══ TEXT SEGMENT ══

All photography dealers and curators have surely asked themselves at some point why the art market undervalues photojournalism as a collectable. After all, they – along with previous generations of Americans and Europeans - learned about photography mainly in the pages of Life, Picture Post, Stern, Geo, National Geographic and local newspapers. Images that speak eloquently about contemporary realities, with the power to unnerve today’s world leaders and enlighten tomorrow’s historians, have a huge audience, even if most art museums and top galleries ignore this fact.
Indeed, such material has never lacked popular appeal or recognition. Susan Meisela’s photograph of New Yorkers agog at the collapsing South Tower of the World Trade Center has been appreciated by far more people than have ever seen Robert Mapplethorpe’s platinum print of a calla lily. Yet the first is clearly labeled in our minds as ”news” and the second as “art,” a difference that can mean a chasm of hundreds of thousands of dollars, as seen in the auction record: Meiselas had fewer than 10 pictures at the auction, none for more than $6,000; a Mapplethorpe calla lily went for $242,700 at Christie’s in 2004.
There are any number of reasons, good or bad, for this striking discrepancy. First and foremost is the incompatibility between newsworthiness and much of what the market values. “What photojournalists do isn’t meant as art, as something to be framed on the wall,”  says dealer Howard Greenberg. Photographers on a story in a dangerous place such as iraq or Afghanistan are there primarily to transmit information, not to create pleasing compositions.
The consequences of the disconnect between the news-reporting and the art-market mentally can be both trivial and profound – as Anne Wilkes Tucker , photography curator and the Museum of Fine Arts, Houston, can testify. Tucker is putting together and exhibition of war images for 2011, a huge project that has necessitated her working with a group of photojournalists she had not known before.
“Very few have representation,” she says. “they don’t know about editions or pricing. One of them asked me what size to make a print I wanted to buy for the collection. They’re concerned that their images are reproduced well. They think about them as objects.”
Tales about from aggrieved dealers who have tried to synchronize gallery schedules with the fitful lives of photojournalists. Greenberg, for instance, tells of mounting an ambitious show by Gilles Peress in 1996, a year after the Museum of Modern Art’s one-man exhibition of the acclaimed French-born New York based photographer, who has covered violent upheavals all over the world for more than 40 years.

═══

▶ [GOAL OF THE EXERCISE] From the text above on photojournalism and the art market, pull out the passage from "The consequences of" up to and including "not known before.", word for word.

══ DATASET ROWS ══

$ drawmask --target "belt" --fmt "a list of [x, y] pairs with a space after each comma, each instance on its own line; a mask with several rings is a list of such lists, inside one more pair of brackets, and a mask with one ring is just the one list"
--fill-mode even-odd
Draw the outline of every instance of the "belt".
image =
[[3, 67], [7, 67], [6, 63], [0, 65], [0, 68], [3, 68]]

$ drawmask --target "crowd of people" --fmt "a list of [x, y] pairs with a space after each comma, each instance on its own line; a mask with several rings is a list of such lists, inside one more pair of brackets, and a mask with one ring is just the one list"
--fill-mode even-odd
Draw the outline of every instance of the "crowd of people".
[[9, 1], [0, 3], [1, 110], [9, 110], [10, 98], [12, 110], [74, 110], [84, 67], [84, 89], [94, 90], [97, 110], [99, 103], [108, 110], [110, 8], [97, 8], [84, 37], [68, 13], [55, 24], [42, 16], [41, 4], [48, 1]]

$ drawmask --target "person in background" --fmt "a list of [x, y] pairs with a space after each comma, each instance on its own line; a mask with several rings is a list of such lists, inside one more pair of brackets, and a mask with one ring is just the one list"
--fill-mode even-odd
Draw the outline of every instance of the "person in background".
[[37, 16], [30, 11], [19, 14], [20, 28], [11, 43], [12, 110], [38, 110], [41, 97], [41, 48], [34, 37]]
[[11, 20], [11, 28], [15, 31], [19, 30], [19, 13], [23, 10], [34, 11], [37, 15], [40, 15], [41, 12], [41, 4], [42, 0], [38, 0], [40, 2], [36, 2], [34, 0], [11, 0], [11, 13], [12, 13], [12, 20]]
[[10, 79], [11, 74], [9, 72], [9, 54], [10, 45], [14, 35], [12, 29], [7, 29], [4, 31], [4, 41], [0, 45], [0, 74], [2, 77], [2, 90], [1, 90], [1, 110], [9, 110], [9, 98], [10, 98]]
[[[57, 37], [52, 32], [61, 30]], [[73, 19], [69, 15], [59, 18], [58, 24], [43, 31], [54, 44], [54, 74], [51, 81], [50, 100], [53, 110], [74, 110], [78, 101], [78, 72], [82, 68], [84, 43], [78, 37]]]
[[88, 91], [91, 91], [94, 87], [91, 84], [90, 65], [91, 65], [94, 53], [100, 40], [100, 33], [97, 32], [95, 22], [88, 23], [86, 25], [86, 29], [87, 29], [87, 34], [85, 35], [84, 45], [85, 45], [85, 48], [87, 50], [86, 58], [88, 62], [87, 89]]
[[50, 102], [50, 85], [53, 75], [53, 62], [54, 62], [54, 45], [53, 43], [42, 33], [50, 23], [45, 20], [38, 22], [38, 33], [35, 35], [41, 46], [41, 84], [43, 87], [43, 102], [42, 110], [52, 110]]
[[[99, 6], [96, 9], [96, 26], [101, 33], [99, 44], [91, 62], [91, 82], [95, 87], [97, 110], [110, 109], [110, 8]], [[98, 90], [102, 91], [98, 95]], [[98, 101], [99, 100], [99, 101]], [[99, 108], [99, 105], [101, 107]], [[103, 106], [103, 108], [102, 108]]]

═══

▶ [RESULT OF THE TASK]
The consequences of the disconnect between the news-reporting and the art-market mentally can be both trivial and profound – as Anne Wilkes Tucker , photography curator and the Museum of Fine Arts, Houston, can testify. Tucker is putting together and exhibition of war images for 2011, a huge project that has necessitated her working with a group of photojournalists she had not known before.